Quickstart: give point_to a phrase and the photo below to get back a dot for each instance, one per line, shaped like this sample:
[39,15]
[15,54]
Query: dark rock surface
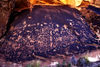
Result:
[46,32]
[6,7]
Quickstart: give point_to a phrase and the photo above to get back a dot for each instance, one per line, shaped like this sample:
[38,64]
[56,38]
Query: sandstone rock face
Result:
[48,31]
[6,7]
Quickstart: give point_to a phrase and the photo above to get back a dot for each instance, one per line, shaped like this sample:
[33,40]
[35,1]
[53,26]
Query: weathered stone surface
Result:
[6,7]
[46,32]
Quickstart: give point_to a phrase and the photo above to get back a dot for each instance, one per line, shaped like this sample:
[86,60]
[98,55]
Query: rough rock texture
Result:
[6,7]
[92,15]
[46,32]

_수행 과제_.
위 기록 전체의 모든 줄을 요청까지 포함해 다시 쓰되, 답에 있는 좌표값만 1.25배로 배율을 조정하고 정수로 반올림(0.5는 올림)해 줄 수 있나요? 요청과 그 형식 예시의 숫자는 그대로 두고, 그림은 답에서 빼 주세요.

_예제 풀이_.
Quickstart: give point_to a phrase and the photo below to get back a dot for each instance, one per line, shaped like this sample:
[39,15]
[15,54]
Query: dark rock surface
Result:
[58,40]
[8,9]
Quickstart: give point_to a phrase and the photo above to get back a dot for each instance, one per line, shaped like this sample:
[38,64]
[56,38]
Query: sandstone rock face
Result:
[60,39]
[8,9]
Quickstart: give point_to a phrase and the photo above to get back a dot for each instance, one per line, shaped like this sample:
[33,40]
[35,1]
[53,26]
Query: weathered stone surface
Result:
[8,9]
[58,40]
Quickstart: give point_to a phrase and the photo above to get back a dot for each instance, one per line, shaped like this sample:
[86,60]
[98,55]
Query: rough rock texture
Result:
[8,9]
[115,19]
[58,40]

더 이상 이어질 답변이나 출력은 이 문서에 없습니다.